• WHAT IS ASKED: Please copy all the lines that follow, word for word.

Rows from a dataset
_ _ _ _ _

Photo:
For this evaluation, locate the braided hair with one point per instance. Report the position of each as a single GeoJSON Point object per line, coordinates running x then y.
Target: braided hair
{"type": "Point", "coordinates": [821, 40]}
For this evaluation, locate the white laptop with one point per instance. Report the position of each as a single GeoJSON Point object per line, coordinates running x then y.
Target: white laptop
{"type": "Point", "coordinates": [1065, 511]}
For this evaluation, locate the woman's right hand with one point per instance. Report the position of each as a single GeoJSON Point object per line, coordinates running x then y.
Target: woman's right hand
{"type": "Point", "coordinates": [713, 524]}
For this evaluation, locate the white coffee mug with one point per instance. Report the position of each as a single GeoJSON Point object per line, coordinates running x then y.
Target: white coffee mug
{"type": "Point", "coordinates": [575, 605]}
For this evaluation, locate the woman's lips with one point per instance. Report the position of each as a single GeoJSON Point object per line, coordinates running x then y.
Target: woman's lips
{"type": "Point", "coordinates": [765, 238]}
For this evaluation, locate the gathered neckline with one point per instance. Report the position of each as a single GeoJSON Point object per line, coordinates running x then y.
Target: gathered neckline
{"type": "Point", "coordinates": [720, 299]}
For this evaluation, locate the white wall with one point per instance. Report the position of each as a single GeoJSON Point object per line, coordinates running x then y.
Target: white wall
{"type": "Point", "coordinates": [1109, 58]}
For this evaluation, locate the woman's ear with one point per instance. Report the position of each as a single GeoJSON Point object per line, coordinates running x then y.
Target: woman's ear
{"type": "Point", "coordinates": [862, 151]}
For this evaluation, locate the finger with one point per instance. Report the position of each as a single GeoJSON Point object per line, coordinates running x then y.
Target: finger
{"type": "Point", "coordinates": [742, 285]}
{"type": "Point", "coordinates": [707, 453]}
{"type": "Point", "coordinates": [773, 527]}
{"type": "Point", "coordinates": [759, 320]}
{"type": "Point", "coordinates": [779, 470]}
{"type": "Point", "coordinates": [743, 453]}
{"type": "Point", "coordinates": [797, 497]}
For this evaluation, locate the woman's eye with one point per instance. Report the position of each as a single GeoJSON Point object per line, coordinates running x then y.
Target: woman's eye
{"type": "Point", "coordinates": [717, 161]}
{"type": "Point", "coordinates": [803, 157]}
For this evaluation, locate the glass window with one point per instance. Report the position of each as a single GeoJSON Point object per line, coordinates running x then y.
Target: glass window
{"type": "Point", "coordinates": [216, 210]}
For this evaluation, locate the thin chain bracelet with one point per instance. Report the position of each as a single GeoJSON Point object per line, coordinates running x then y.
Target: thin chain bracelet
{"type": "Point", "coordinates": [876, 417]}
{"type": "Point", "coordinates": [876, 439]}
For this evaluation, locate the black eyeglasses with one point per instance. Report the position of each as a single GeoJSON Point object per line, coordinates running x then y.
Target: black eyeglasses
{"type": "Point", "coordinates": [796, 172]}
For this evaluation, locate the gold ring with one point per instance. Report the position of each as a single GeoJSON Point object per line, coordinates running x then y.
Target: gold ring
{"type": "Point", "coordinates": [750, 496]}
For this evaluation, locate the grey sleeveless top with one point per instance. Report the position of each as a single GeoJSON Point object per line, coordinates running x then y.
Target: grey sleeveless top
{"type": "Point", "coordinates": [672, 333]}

_ _ _ _ _

• WRITTEN ANSWER:
Photo:
For this evaluation, locate the braided hair with one point per instance. Report the position of each as a single GeoJSON Point object per line, coordinates running x then y.
Target: braided hair
{"type": "Point", "coordinates": [821, 40]}
For this evaluation, locate the white laptop with one point per instance. Report the position of each as a single GeoJSON Point object per line, coordinates running x then y.
Target: white laptop
{"type": "Point", "coordinates": [1065, 511]}
For this evaluation, locate the woman's right hand with one point per instance. Report the position of each as a single GeoJSON Point object per line, coordinates running x then y.
Target: woman's right hand
{"type": "Point", "coordinates": [713, 524]}
For this evaluation, locate the white coffee mug with one point per instance. Report the position of each as a single GeoJSON Point object per line, coordinates running x then y.
Target: white coffee mug
{"type": "Point", "coordinates": [575, 605]}
For this evaluation, locate the woman's lips with one point per instance. Report the position of each as a single GeoJSON Point object per line, coordinates running x then y.
Target: woman's lips
{"type": "Point", "coordinates": [765, 238]}
For this evaluation, locate the gathered neckline with one point per instance. Report the position of each as a single GeoJSON Point object per line, coordinates running x then y.
Target: gathered neckline
{"type": "Point", "coordinates": [720, 299]}
For this evaluation, locate the white wall with one point per instance. Report the position of each as a single GeoJSON Point object per line, coordinates running x then y.
Target: white wall
{"type": "Point", "coordinates": [1109, 58]}
For this evaluation, locate the woman's ear with one point per instance. Report the position of each as a single GeoJSON Point object per line, coordinates running x then y.
Target: woman's ear
{"type": "Point", "coordinates": [862, 151]}
For this evaluation, locate the finger with one point per instance. Report the position of each as a single GeoJSON Point object per line, coordinates running x then y.
Target: finger
{"type": "Point", "coordinates": [742, 285]}
{"type": "Point", "coordinates": [707, 453]}
{"type": "Point", "coordinates": [773, 527]}
{"type": "Point", "coordinates": [759, 320]}
{"type": "Point", "coordinates": [779, 470]}
{"type": "Point", "coordinates": [743, 453]}
{"type": "Point", "coordinates": [797, 497]}
For this evaluation, locate the woman's eye with one point per instance. Report the position of each as a single GeoJSON Point object per line, coordinates running x then y.
Target: woman's eye
{"type": "Point", "coordinates": [717, 161]}
{"type": "Point", "coordinates": [803, 157]}
For this evaluation, locate the glass window with one point per instance. Report the position of each as a single GeoJSON Point object per line, coordinates running x then y.
Target: glass window
{"type": "Point", "coordinates": [216, 210]}
For this evaluation, locate the thin chain bracelet with one point per instance. Report the position of each as a single GeoJSON Point object per line, coordinates running x then y.
Target: thin chain bracelet
{"type": "Point", "coordinates": [876, 417]}
{"type": "Point", "coordinates": [876, 439]}
For this evaluation, locate the black eyeglasses with one point per instance. Report the position of each as a single GeoJSON Point object per line, coordinates running x then y.
Target: black eyeglasses
{"type": "Point", "coordinates": [796, 172]}
For this evaluation, locate the gold ring with one point per instance. Report the position of each as a single GeoJSON Point object per line, coordinates running x then y.
Target: gold ring
{"type": "Point", "coordinates": [750, 496]}
For this evaluation, locate the grey sleeveless top with one point per instance. Report the position of each as a single GeoJSON Point object per line, coordinates running x then y.
Target: grey sleeveless top
{"type": "Point", "coordinates": [672, 333]}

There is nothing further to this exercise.